令图的连通矩阵为 \(M,M^0=I\) 为单位矩阵. 要知道图的连通性, 只需要计算 \(M_a = M^0+M^1+...+M^{n-1}\), 其中 \(n\) 是节点个数. \(M_a\)中第\(i\)行第 \(j\) 列元素为 0 的话, 就表示从节点\(i\)到节点 \(j\) 不可达.

1. 适用于有向图. 反正无向图是有向图的特殊形式.

2. 0 次方的时候是单位矩阵.

3. 为每一个方法写一个独立的测试方法. 测试代码有时比正常使用的代码更多.

4. 第一个测试用例是无向图, 第二个是有向图. 可以看到, 后者从节点 1 不能到达节点 0.

5. Matrix 基础代码准备好之后, 其它的算法真的很方便. 后面会进一步体会到其威力.

二、具体过程

1. 原理

\(M_a = M^0+M^1+...+M^{n-1}\) 乍一看摸不着头脑. 这时候不妨把\(M^2\)拆开来看看.

对图中只有三个节点的矩阵来说 \[ M^{2}_{ij} = M_{i1} \times M_{1j} + M_{i2} \times M_{2j} + M_{i3} \times M_{3j} \]

下标表示某节点到某节点, 矩阵中的值若大于 0 则表示可两点可达 如 \(M_{21}\) 为大于 1 的值则表示 2 节点到 1 节点可达.

而 $M^2 M^3 M^4 $ ... 这些的指数就表示需要经过 1 2 3 ... 个节点使得两节点连接.

2. 具体代码

package datastructure.graph;

import matrix.IntMatrix;

/**
 * Directed graph. Note that undirected graphs are a special case of directed
 * graphs.

任务要求:
1) 请把关于图连通性的文本中以“令图的连通矩阵为”开头的那一段改写得更简短，保留主要信息。
2) 从关于图连通性的文本的最后一句之后续写下去。

关于物体出现位置的数据集条目:
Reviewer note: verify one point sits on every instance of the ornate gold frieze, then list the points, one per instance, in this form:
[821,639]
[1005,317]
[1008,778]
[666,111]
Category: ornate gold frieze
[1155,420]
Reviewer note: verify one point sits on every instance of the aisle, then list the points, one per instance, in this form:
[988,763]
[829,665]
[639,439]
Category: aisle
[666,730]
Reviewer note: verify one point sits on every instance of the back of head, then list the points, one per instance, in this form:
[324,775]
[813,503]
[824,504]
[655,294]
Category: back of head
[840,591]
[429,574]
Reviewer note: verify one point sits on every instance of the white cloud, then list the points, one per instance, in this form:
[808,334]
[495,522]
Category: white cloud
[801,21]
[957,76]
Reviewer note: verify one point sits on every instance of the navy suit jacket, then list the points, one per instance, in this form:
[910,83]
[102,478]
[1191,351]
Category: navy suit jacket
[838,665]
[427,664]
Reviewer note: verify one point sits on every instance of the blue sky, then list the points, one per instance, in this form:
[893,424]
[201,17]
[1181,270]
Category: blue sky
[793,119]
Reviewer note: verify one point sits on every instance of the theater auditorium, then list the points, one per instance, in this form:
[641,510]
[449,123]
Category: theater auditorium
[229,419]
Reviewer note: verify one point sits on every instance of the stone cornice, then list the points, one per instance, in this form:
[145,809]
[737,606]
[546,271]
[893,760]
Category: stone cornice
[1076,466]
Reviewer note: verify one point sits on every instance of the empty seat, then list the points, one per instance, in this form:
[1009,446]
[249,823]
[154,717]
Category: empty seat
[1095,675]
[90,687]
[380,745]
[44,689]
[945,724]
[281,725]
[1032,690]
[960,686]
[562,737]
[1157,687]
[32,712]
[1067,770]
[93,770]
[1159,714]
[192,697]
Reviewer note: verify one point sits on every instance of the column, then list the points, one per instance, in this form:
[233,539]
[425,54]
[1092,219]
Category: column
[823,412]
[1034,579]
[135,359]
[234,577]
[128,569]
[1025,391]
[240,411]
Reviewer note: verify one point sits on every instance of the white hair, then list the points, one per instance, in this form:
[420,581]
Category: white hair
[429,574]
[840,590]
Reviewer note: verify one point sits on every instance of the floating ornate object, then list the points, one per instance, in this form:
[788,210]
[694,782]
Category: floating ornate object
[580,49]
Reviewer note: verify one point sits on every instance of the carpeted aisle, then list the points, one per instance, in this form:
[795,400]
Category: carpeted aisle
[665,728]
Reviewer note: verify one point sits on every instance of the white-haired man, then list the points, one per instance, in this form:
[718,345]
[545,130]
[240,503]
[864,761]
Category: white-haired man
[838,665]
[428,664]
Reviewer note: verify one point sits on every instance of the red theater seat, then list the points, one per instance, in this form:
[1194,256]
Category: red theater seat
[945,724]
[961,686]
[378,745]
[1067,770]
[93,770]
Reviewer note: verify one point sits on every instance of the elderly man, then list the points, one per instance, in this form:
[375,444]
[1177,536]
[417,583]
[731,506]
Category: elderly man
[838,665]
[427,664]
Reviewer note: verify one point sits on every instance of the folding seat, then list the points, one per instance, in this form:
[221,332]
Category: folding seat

参考答案:
1) 设图的连通矩阵为 M，M⁰ 为单位矩阵 I。判断连通性时，计算 Mₐ = M⁰ + M¹ + … + Mⁿ⁻¹ 即可，其中 n 为节点数。若 Mₐ 第 i 行第 j 列的元素为 0，说明节点 i 无法到达节点 j。

2)
 * 
 * @author ShiHuai Wen shihuaiwen@outlook.com.
 */
public class Graph {
	/**
	 * The connectivity matrix.
	 */
	IntMatrix connectivityMatrix;

	/**
	 *********************
	 * The first constructor.
	 * 
	 * @param paraNumNodes The number of nodes in the graph.
	 *********************
	 */
	public Graph(int paraNumNodes) {
		connectivityMatrix = new IntMatrix(paraNumNodes, paraNumNodes);
	}// Of the first constructor

	/**
	 *********************
	 * The second constructor.
	 * 
	 * @param paraMatrix The data matrix.
	 *********************
	 */
	public Graph(int[][] paraMatrix) {
		connectivityMatrix = new IntMatrix(paraMatrix);
	}// Of the second constructor

	/**
	 *********************
	 * Overrides the method claimed in Object, the superclass of any class.
	 *********************
	 */
	public String toString() {
		String resultString = "This is the connectivity matrix of the graph.\r\n" + connectivityMatrix;
		return resultString;
	}// Of toString

	/**
	 *********************
	 * Get the connectivity of the graph.
	 * 
	 * @throws Exception for internal error.
	 *********************
	 */
	public boolean getConnectivity() throws Exception {
		// Step 1. Initialize accumulated matrix: M_a = I.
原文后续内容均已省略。